# WHAT IS NEEDED
The answer must be an exact copy of the records below, with every picture left out.

# DATA UNDER STUDY
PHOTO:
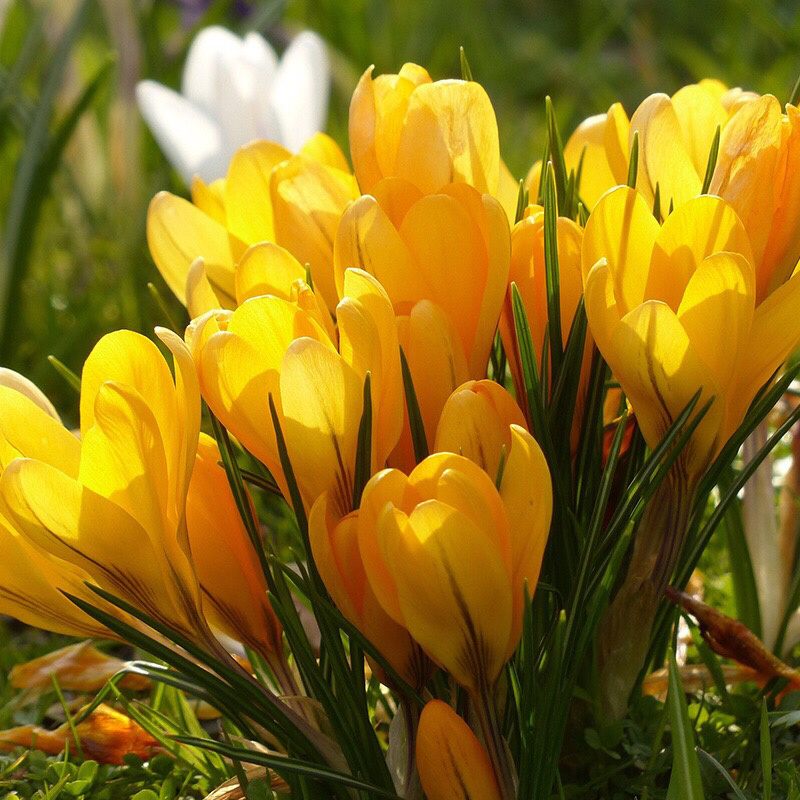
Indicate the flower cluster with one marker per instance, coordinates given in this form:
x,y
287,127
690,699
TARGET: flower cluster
x,y
378,343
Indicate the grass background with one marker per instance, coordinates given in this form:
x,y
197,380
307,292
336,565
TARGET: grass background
x,y
82,265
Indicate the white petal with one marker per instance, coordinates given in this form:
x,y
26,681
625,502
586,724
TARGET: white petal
x,y
191,141
301,89
211,47
13,380
239,90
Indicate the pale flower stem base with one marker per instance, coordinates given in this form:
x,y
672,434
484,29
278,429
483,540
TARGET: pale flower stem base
x,y
495,745
624,634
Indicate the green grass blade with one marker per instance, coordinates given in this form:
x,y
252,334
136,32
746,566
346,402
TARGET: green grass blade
x,y
709,759
685,782
766,754
30,184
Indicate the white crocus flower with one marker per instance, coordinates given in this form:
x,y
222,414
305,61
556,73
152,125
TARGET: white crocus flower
x,y
235,90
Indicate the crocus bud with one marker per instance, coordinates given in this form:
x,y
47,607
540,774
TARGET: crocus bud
x,y
430,134
451,761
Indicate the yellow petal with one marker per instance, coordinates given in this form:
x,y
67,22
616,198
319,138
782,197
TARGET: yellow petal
x,y
368,342
436,362
451,761
621,230
453,586
132,360
783,245
200,296
325,150
659,371
308,200
322,398
664,157
377,111
240,367
210,198
717,312
699,228
699,113
334,544
13,380
387,487
72,523
27,430
774,337
475,422
178,233
29,588
527,494
367,239
267,268
617,136
449,135
745,171
248,203
507,192
233,585
466,269
586,148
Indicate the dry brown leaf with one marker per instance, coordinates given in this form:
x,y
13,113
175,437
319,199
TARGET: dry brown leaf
x,y
732,639
105,735
80,667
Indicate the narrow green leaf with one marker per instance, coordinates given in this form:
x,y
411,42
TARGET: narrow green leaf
x,y
685,782
284,764
794,97
556,154
633,164
709,759
162,306
522,201
657,204
31,181
418,437
466,72
363,465
66,373
712,161
553,278
766,754
745,591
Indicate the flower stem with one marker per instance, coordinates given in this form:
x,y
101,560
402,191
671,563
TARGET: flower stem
x,y
624,634
504,772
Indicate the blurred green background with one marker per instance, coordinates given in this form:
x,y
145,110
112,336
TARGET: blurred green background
x,y
78,165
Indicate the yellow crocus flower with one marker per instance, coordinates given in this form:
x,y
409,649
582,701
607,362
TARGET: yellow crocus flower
x,y
31,583
452,763
451,248
334,546
268,195
476,422
673,310
483,422
437,551
422,537
274,346
528,272
428,133
114,506
756,173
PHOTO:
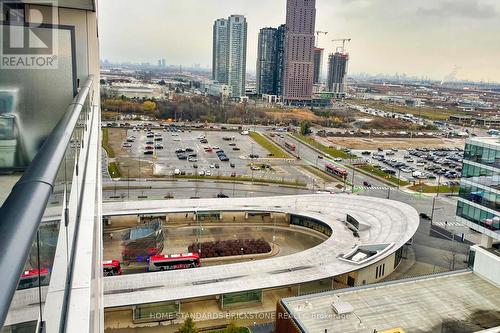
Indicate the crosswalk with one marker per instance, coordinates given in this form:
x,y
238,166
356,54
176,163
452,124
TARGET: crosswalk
x,y
443,224
382,188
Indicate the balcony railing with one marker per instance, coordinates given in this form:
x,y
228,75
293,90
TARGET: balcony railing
x,y
40,218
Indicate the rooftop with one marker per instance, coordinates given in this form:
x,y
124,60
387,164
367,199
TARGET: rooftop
x,y
460,302
492,140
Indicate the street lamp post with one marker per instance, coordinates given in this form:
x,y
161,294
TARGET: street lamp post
x,y
128,183
352,179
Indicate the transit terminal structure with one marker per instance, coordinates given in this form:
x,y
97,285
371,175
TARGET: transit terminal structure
x,y
364,238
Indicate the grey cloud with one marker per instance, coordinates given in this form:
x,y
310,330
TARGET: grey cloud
x,y
472,9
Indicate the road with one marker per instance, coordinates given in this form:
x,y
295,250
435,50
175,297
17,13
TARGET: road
x,y
186,189
310,156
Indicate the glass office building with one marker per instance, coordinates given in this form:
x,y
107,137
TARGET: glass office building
x,y
479,194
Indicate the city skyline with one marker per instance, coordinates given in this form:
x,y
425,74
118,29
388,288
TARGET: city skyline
x,y
427,39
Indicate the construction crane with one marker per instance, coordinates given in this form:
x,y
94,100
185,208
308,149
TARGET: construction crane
x,y
343,40
317,36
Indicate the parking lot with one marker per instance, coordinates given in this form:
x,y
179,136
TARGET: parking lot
x,y
429,165
171,151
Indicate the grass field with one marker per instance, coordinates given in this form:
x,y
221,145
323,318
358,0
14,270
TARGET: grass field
x,y
273,149
327,150
424,188
239,330
382,174
424,112
105,143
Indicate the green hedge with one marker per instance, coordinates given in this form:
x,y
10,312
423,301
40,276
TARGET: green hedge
x,y
105,143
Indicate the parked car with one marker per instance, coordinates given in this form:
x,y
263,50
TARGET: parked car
x,y
424,216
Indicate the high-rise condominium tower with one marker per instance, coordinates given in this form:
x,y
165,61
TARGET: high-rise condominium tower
x,y
270,60
230,53
266,61
299,55
318,59
220,49
337,70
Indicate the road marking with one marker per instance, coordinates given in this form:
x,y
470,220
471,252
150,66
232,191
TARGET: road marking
x,y
384,188
450,224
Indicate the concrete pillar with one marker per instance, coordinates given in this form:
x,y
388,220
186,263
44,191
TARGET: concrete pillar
x,y
486,241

# EXERCISE RESULT
PHOTO:
Indicate the flower cluster with one marker per instance, coordinates given in this form:
x,y
287,127
690,699
TARGET: flower cluster
x,y
378,343
Indicate the grass background with one marker per instance, coordinates given in this form:
x,y
197,380
307,292
336,565
TARGET: grass background
x,y
82,265
Indicate the white petal with one marker per instance, coordinates given in this form:
x,y
26,681
625,502
586,724
TARGET: white petal
x,y
191,141
301,89
211,47
13,380
239,90
Indicate the pale flower stem base with one marker per instance, coordinates given in this form:
x,y
672,434
484,29
278,429
483,540
TARGET: pale flower stem base
x,y
495,745
624,634
Indicate the green grass blade with one marker per instance, coordinates given in this form:
x,y
252,334
136,32
746,566
346,402
TARGET: green grass blade
x,y
709,759
685,782
766,754
30,184
Indicate the white crocus flower with one marker per instance, coordinates given in this form:
x,y
222,414
305,61
556,73
152,125
TARGET: white crocus flower
x,y
235,90
Indicate the crocus bud with one marker per instance, coordinates given in this form:
x,y
47,607
540,774
TARGET: crocus bud
x,y
430,134
451,761
Indicate the yellow petal with one marker per instance, coordinates given in this form:
x,y
67,22
616,198
319,138
782,197
TARGET: yellow petal
x,y
368,342
436,362
451,761
621,230
453,586
132,360
783,245
200,296
325,150
659,371
308,200
322,398
664,157
377,111
240,367
210,198
717,312
699,228
699,113
334,544
13,380
387,487
72,523
27,430
774,337
475,422
178,233
29,588
527,494
367,239
267,268
617,136
449,135
745,171
248,203
507,192
233,585
466,269
586,148
Indicate the dry brown leaf with one marker per instance, coordinates given in this form:
x,y
13,113
175,437
319,199
TARGET: dry brown leaf
x,y
732,639
105,735
80,667
Indicate the narrow green leaf with one marker per instance, coordinates given in this form:
x,y
411,42
TARGET: narrow green leaf
x,y
685,782
284,764
794,97
556,154
633,164
709,759
162,306
522,201
657,204
31,181
418,437
466,72
363,465
66,373
712,161
553,278
766,754
745,591
Indicate the flower stem with one marker per instance, coordinates given in this form:
x,y
101,560
402,191
671,563
TARGET: flower stem
x,y
624,634
504,772
Indicate the blurred green background with one marker per instance, coordinates given in this form:
x,y
145,110
112,336
TARGET: blurred green background
x,y
78,165
Indicate the yellow crocus flower with one marker per instance, coordinates given in this form:
x,y
409,649
582,701
607,362
TARGET: yellow crocus flower
x,y
31,583
452,763
451,248
334,546
268,195
476,422
673,310
483,422
437,551
422,537
274,346
528,272
428,133
114,506
756,173
PHOTO:
Indicate the crosswalk with one marker per instance, coordinates given in this form:
x,y
238,166
356,54
176,163
452,124
TARGET: crosswalk
x,y
443,224
382,188
Indicate the balcony railing with one marker per instance, coordinates given in this form:
x,y
228,75
293,90
TARGET: balcony railing
x,y
40,218
Indicate the rooftop with one marker per instance, coordinates given in this form:
x,y
124,60
387,164
367,199
TARGET: rooftop
x,y
460,302
492,140
Indicate the street lamp post with one marker per instance, coordinates given in this form:
x,y
161,294
TARGET: street lamp post
x,y
128,183
352,179
Indicate the transit terminal structure with one marker per instance, coordinates given in this form:
x,y
97,285
371,175
TARGET: transit terminal structure
x,y
364,238
Indicate the grey cloud with one marker per instance, coordinates given in this form:
x,y
310,330
TARGET: grey cloud
x,y
472,9
Indicate the road with one marker per instance, coordinates given in this form:
x,y
295,250
435,50
175,297
17,13
TARGET: road
x,y
186,189
310,156
Indicate the glass office building with one marker per instance, coordinates given in this form:
x,y
107,137
TARGET: glass office building
x,y
479,194
Indicate the city skyline with one marker per instance, coordinates given in this form:
x,y
425,74
118,29
388,288
TARGET: city skyline
x,y
427,39
Indicate the construction crane with one marker per instance, coordinates given in this form:
x,y
94,100
185,208
308,149
TARGET: construction crane
x,y
343,40
317,36
Indicate the parking lot with one marker per instance, coordinates given in this form:
x,y
179,136
TARGET: parking lot
x,y
429,165
171,151
Indicate the grass field with one marker per instance, coordinates given in this form:
x,y
221,145
323,318
358,0
14,270
TARGET: grass field
x,y
273,149
327,150
424,188
239,330
382,174
424,112
105,143
Indicate the green hedge with one marker per instance, coordinates given in this form:
x,y
10,312
423,301
40,276
TARGET: green hedge
x,y
105,143
Indicate the parked car with one marker per instance, coordinates given in this form:
x,y
263,50
TARGET: parked car
x,y
424,216
Indicate the high-rise condominium tower with one marker per instance, coordinates given in this form:
x,y
165,61
TARGET: high-rise condominium tower
x,y
270,60
230,53
266,61
299,55
318,59
220,49
337,70
Indicate the road marking with one marker per instance, coordinates given in this form:
x,y
470,220
471,252
150,66
232,191
TARGET: road marking
x,y
384,188
450,224
Indicate the concrete pillar with one marker per instance, coordinates given in this form:
x,y
388,220
186,263
44,191
TARGET: concrete pillar
x,y
486,241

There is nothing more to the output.